» INPUT DATA:
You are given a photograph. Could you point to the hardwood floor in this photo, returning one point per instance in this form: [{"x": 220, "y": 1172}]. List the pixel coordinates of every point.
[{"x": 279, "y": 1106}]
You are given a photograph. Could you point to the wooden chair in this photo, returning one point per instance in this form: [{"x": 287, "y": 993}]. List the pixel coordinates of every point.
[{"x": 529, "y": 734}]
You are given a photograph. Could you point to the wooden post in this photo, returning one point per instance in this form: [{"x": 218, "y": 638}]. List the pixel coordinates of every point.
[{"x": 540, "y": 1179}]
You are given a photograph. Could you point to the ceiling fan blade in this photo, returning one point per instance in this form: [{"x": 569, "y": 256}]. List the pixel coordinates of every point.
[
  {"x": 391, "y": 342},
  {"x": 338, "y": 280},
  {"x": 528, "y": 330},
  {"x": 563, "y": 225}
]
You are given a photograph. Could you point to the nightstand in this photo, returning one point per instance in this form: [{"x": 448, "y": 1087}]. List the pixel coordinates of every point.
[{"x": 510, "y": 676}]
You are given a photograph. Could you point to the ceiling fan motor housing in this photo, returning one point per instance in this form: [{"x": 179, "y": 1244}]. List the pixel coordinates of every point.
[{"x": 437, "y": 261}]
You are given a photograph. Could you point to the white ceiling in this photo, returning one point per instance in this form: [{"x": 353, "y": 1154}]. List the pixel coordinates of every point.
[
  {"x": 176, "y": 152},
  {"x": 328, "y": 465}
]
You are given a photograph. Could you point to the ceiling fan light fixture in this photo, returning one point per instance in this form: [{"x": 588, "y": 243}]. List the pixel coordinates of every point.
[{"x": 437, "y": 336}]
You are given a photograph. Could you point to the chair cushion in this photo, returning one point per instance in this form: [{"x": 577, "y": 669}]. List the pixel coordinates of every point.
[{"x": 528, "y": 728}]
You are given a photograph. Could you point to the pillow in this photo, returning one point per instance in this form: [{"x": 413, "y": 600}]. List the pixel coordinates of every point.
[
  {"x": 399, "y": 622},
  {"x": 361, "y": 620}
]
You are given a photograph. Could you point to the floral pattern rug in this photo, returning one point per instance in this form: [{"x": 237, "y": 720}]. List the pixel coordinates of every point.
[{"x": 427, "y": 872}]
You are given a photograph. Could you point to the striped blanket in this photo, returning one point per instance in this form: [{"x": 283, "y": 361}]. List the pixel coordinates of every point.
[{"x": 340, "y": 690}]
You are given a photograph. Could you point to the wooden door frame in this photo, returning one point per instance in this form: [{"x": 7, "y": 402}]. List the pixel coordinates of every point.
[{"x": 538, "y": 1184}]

» TASK REQUIREMENTS:
Output all of the records, keeping every word exact.

» WRITTEN ANSWER:
You are given a photograph. Could you point to the hardwood floor in this photo, returning one point per instance in this form: [{"x": 220, "y": 1172}]. List the pixel coordinates of every point.
[{"x": 279, "y": 1106}]
You are given a photograph. Could you point to the wooden chair in this photo, returning one point per instance in this form: [{"x": 287, "y": 993}]. List the pixel coordinates of every point.
[{"x": 529, "y": 734}]
You are given a photograph. Could you point to the wooden post in this photo, returning one point per instance in this form: [{"x": 218, "y": 638}]. List the pixel coordinates of every point.
[{"x": 540, "y": 1179}]
You are given a photograph. Could you point to the ceiling fan blade in this photo, returning one point per instance in this form: [{"x": 569, "y": 256}]. List the pixel coordinates of every point.
[
  {"x": 391, "y": 342},
  {"x": 338, "y": 280},
  {"x": 528, "y": 330},
  {"x": 563, "y": 225}
]
You are given a photograph. Could you point to the nightstand in this photo, returning one point per instance in this form: [{"x": 448, "y": 1087}]. List the pixel coordinates of every point.
[{"x": 510, "y": 676}]
You are given a photograph. Could you point to the ceiling fan motor housing in this photo, returning one point per instance in this form: [{"x": 179, "y": 1244}]. List the pixel coordinates of every point.
[{"x": 437, "y": 261}]
You are given a photograph. Could you point to the white ceiling in this photo, returning one point per instance in this form: [{"x": 353, "y": 1154}]. List the pixel coordinates of every point.
[
  {"x": 176, "y": 152},
  {"x": 328, "y": 465}
]
You are given a photograph. Could you point to the ceiling fan light fixture in this photo, returning one point per instance in this form: [{"x": 588, "y": 243}]. List the pixel coordinates of every point.
[{"x": 437, "y": 336}]
You are given a photograph. Could you point to the chair cushion in this photo, returning one point per instance in this form: [{"x": 577, "y": 669}]. List the pixel coordinates of every point.
[{"x": 528, "y": 728}]
You are given a photograph. Could you point to the pillow in this photo, returning one point per instance in this form: [{"x": 413, "y": 600}]. List the pixel coordinates of every point.
[
  {"x": 399, "y": 622},
  {"x": 361, "y": 620}
]
You are given a photograph. Could you point to the floral pattern rug in this photo, returning one point per instance in this form: [{"x": 237, "y": 720}]. List the pixel coordinates of every point.
[{"x": 427, "y": 872}]
You are given a photograph. Could you point to the striped blanket in this photo, returning one point per instance in this form: [{"x": 283, "y": 361}]. List the pixel coordinates of every point.
[{"x": 340, "y": 690}]
You are given a photograph. Could you point to the wooden door frame in this photo, returning one point per instance in this form: [{"x": 7, "y": 402}]. List the pixel coordinates of every point.
[{"x": 538, "y": 1184}]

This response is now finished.